--- Begin EXERCISE DATA ---

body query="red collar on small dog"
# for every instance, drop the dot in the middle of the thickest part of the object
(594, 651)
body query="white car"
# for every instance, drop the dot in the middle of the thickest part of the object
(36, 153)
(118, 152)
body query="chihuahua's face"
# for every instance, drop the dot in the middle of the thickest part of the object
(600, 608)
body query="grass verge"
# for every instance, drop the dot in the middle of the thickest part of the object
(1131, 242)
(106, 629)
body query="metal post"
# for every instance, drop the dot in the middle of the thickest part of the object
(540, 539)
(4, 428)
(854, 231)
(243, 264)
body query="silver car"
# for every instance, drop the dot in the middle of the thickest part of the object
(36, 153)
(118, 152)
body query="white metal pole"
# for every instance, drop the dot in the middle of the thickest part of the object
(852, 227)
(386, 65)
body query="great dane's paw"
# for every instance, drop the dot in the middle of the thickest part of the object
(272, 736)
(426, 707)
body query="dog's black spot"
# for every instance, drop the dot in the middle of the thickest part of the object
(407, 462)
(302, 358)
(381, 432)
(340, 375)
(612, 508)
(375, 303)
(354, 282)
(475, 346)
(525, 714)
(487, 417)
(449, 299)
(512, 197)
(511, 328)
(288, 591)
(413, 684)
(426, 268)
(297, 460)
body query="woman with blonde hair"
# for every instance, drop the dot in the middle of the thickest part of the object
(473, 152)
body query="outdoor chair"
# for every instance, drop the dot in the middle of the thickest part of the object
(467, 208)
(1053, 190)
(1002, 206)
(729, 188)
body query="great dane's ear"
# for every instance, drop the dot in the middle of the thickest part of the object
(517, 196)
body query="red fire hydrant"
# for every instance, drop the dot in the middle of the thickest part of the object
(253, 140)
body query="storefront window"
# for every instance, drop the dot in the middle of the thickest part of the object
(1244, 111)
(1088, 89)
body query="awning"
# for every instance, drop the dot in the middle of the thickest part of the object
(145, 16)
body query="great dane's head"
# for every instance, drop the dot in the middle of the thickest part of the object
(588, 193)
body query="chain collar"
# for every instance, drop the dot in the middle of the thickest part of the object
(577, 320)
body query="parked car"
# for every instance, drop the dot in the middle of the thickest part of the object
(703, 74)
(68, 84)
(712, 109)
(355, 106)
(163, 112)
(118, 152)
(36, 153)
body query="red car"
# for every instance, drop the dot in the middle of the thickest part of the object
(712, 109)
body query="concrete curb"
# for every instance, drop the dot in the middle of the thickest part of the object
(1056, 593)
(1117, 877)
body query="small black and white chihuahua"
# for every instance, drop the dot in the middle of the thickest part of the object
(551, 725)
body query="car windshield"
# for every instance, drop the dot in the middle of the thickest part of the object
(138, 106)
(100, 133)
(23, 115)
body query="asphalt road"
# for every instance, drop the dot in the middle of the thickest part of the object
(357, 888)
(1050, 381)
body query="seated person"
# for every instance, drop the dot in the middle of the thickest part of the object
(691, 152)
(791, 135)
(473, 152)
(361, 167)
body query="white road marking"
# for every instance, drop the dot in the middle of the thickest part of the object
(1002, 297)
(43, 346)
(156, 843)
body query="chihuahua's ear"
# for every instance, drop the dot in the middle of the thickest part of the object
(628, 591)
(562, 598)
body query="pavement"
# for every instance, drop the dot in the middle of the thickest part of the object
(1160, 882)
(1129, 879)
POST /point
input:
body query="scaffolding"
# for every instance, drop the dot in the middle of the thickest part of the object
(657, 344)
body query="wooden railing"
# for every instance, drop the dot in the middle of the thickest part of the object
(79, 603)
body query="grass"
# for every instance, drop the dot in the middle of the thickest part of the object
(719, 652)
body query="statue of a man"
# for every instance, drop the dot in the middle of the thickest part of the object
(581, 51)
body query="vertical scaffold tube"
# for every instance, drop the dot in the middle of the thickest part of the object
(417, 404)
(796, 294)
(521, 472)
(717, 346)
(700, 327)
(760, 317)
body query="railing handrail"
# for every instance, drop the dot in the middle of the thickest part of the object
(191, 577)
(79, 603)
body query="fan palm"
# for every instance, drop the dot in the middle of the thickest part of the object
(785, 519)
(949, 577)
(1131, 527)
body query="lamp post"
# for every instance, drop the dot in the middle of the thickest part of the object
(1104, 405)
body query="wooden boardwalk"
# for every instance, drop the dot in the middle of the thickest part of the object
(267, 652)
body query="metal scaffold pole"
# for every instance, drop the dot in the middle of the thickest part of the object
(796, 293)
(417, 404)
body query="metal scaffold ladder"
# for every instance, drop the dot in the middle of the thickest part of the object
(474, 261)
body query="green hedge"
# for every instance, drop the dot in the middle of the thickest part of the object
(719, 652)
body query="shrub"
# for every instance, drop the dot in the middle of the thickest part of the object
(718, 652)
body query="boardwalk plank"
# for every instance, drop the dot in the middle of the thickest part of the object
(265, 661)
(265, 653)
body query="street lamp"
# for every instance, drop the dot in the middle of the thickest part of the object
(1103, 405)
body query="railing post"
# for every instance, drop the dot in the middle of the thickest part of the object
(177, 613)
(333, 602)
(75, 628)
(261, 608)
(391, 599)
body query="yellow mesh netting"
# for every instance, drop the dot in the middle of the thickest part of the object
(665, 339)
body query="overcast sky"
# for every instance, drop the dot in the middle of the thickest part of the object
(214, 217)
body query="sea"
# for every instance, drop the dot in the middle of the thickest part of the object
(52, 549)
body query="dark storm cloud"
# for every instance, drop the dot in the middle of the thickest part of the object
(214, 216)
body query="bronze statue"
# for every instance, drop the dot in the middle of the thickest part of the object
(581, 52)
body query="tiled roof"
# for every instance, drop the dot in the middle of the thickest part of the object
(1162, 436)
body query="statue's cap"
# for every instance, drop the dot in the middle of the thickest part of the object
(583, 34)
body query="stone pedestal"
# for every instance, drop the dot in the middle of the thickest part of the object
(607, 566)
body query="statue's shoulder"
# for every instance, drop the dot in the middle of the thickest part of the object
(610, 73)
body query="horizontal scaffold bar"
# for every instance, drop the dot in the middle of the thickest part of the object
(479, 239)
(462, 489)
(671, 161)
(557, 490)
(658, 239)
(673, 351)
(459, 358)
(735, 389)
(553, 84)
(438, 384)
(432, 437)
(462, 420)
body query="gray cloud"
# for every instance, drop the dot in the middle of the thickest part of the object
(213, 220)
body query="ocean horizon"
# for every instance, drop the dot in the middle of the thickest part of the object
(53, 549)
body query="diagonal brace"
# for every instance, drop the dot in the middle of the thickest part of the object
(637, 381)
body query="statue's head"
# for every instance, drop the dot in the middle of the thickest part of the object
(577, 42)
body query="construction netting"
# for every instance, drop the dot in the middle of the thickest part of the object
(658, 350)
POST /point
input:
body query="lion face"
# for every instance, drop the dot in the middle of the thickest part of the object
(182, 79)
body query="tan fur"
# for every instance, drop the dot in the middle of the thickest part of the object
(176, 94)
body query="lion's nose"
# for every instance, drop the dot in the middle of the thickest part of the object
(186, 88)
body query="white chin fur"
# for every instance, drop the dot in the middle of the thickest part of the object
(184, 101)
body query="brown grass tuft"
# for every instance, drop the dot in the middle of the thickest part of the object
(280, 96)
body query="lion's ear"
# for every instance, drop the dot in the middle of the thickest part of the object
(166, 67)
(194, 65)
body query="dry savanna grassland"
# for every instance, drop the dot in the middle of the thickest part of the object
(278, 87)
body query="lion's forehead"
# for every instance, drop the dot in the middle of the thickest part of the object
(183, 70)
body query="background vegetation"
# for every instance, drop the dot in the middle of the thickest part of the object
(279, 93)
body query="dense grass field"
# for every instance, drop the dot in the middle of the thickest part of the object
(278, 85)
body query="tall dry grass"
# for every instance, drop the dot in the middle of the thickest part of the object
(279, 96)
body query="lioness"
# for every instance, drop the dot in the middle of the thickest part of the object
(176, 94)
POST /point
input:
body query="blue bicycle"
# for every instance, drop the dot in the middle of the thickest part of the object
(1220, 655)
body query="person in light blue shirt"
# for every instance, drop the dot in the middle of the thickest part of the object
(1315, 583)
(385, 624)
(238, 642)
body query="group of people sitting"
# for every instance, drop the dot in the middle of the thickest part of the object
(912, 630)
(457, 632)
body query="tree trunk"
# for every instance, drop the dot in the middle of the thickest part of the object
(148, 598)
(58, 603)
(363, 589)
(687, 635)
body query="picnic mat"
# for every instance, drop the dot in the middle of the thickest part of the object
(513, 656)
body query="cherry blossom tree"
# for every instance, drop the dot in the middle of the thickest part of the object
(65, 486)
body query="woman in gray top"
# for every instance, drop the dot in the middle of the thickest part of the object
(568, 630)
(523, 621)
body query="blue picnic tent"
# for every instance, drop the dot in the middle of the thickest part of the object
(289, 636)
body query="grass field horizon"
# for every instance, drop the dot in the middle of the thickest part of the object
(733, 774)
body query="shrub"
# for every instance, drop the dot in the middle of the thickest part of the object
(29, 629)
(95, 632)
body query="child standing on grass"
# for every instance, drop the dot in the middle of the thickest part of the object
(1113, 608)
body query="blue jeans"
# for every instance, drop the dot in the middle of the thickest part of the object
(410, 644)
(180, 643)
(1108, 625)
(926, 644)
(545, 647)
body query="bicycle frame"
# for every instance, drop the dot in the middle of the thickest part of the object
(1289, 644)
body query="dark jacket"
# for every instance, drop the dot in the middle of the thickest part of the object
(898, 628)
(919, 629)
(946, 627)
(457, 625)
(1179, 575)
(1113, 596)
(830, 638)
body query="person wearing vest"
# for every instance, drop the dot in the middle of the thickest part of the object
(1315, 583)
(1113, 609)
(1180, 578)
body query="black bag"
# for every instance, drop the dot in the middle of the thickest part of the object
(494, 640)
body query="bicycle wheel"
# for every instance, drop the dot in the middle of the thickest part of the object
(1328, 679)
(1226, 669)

--- End EXERCISE DATA ---

WHAT THIS TASK INVOLVES:
Report each line in the records above that contains the word "railing", copying every such line in full.

COMPLETE ANSWER:
body query="wooden railing"
body query="railing handrail"
body query="railing post"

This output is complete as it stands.